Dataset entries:

- - - - -

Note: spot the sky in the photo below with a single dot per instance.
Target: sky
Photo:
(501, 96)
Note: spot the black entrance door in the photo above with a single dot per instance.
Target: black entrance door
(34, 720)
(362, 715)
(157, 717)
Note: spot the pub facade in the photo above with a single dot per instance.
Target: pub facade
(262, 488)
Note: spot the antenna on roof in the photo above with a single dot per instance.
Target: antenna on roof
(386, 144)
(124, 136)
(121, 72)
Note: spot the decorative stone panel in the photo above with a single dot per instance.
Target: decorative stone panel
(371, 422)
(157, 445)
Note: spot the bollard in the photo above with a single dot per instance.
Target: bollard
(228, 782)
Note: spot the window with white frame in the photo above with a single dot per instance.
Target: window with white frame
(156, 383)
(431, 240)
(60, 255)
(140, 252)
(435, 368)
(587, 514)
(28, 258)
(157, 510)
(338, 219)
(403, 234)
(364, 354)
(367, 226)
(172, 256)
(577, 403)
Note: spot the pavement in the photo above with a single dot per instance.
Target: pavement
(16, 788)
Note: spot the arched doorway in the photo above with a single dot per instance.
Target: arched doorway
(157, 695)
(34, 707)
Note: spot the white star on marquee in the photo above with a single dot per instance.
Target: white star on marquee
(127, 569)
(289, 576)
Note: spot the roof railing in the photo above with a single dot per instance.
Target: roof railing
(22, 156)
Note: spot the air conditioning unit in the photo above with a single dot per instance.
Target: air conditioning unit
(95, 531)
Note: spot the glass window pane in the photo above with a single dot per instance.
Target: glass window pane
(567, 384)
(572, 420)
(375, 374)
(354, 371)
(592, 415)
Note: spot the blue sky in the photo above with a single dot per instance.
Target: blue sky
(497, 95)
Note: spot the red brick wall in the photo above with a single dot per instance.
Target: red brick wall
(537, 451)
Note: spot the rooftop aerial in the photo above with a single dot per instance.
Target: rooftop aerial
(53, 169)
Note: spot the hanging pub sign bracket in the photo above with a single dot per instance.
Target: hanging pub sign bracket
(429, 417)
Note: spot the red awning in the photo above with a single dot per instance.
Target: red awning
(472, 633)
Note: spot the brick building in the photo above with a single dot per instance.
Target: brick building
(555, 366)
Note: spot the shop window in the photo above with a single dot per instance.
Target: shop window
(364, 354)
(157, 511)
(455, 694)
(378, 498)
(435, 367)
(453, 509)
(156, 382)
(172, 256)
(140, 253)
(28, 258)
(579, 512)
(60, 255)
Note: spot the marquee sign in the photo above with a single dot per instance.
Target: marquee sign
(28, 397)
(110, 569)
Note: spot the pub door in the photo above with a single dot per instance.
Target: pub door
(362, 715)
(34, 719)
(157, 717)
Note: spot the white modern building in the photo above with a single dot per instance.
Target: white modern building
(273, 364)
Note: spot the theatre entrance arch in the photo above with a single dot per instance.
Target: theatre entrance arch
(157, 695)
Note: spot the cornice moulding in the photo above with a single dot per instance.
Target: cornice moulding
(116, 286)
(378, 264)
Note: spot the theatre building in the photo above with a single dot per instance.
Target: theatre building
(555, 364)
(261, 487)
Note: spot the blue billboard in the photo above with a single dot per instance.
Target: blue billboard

- - - - -

EXERCISE REQUIREMENTS: Retype every entry above, word for word.

RESPONSE FOR THIS EXERCISE:
Note: spot the sky in the photo below with a single dot per instance.
Target: sky
Photo:
(501, 96)
Note: spot the black entrance door in the photo above with a single dot per instance.
Target: black entrance door
(34, 720)
(362, 715)
(157, 717)
Note: spot the pub facade in the photo above with a single dot per instance.
Target: pub facade
(262, 488)
Note: spot the antenna on roof in the photo above with a single dot per instance.
Target: antenna on roof
(386, 144)
(124, 136)
(121, 72)
Note: spot the decorative stone panel in the photo above with a single dot per instance.
Target: decorative stone panel
(371, 422)
(157, 445)
Note: spot the bollard in the photo above with a single dot per instance.
Target: bollard
(228, 782)
Note: spot the window with white frame in the photo above with a single dot per instance.
Target: window with white frame
(156, 383)
(431, 240)
(60, 255)
(140, 252)
(435, 368)
(587, 514)
(28, 258)
(157, 510)
(338, 219)
(403, 234)
(364, 354)
(367, 226)
(172, 256)
(577, 403)
Note: spot the pavement in the photo above with a single dot per instance.
Target: pavement
(16, 788)
Note: spot the arched doorway in the photo above with a single dot per instance.
Target: arched doorway
(157, 695)
(34, 707)
Note: spot the white star on marquee in the photo above with a single dot per instance.
Target: white star on marquee
(127, 569)
(289, 576)
Note: spot the roof railing in the photo above with a single dot per instance.
Target: roof railing
(22, 156)
Note: spot the air conditioning unit in the photo above with a single dot per instance.
Target: air conditioning unit
(95, 531)
Note: spot the glass window pane in the photo above with a single dot per instance.
Target: glass window pane
(567, 384)
(572, 420)
(375, 374)
(354, 371)
(592, 415)
Note: spot the blue sky in the photo above with a single dot per instance.
Target: blue sky
(497, 95)
Note: spot the red brick wall in the photo above with a single dot per instance.
Target: red brick wall
(537, 451)
Note: spot the rooftop aerial in the photo above with a single dot per instance.
Target: rooftop aerial
(53, 169)
Note: spot the hanging pub sign bracket in the photo above with a single dot per instance.
Target: hanging pub sign bracket
(429, 417)
Note: spot the red awning in the photo above with a single dot per instance.
Target: red awning
(472, 633)
Note: spot the brick building in the photo above with a single dot per instance.
Target: brick building
(555, 366)
Note: spot the shop window in the photo above with a single dot per instance.
Target: shop window
(364, 354)
(157, 511)
(455, 694)
(378, 498)
(435, 367)
(453, 509)
(156, 382)
(172, 256)
(140, 253)
(28, 258)
(579, 512)
(60, 255)
Note: spot the marquee sign in the photo above with a single dot per instance.
Target: marquee sign
(28, 397)
(110, 569)
Note: spot the pub door in the photo above with a single dot per instance.
Target: pub door
(362, 715)
(34, 719)
(157, 717)
Note: spot the white modern building in the photo above with a single dot per instance.
Target: white modern building
(273, 364)
Note: spot the theatre entrance arch in the photo above with a single dot per instance.
Target: theatre entrance arch
(157, 695)
Note: spot the cornice moulding in the photo above with a single dot per instance.
Target: cornice moulding
(116, 286)
(378, 264)
Note: spot the theatre building in the photo above with a single dot per instance.
Target: theatre building
(555, 364)
(261, 487)
Note: spot the blue billboard in the photo above with a single dot per instance.
Target: blue billboard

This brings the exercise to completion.